Directions for this task
Take each line of the records below that contains the string "with" and copy it.

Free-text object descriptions
──────────

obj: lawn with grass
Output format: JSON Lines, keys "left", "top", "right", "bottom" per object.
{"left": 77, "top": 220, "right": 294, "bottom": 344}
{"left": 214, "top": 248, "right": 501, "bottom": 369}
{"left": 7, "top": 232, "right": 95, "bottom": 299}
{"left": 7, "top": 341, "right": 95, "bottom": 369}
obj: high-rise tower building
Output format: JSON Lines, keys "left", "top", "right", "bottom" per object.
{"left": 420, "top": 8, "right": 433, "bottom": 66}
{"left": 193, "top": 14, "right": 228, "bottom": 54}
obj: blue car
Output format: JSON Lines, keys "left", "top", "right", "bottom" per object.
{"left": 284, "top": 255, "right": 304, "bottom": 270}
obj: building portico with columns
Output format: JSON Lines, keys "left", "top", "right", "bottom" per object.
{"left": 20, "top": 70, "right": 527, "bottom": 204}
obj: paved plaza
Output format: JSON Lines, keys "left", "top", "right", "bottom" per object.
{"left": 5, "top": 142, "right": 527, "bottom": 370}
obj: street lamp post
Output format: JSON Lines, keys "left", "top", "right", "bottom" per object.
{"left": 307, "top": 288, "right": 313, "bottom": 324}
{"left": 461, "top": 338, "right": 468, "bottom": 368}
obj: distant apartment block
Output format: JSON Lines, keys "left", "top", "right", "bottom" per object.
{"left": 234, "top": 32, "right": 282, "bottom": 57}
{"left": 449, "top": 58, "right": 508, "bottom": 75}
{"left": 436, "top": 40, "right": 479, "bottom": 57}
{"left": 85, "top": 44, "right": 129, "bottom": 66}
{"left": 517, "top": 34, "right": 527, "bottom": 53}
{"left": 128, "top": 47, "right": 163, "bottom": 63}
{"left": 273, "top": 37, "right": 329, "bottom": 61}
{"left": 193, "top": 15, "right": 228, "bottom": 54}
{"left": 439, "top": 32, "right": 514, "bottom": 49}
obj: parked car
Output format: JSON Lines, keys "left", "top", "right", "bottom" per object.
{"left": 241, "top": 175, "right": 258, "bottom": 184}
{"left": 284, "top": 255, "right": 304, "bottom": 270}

──────────

Solution for this exercise
obj: lawn with grass
obj: building portico with columns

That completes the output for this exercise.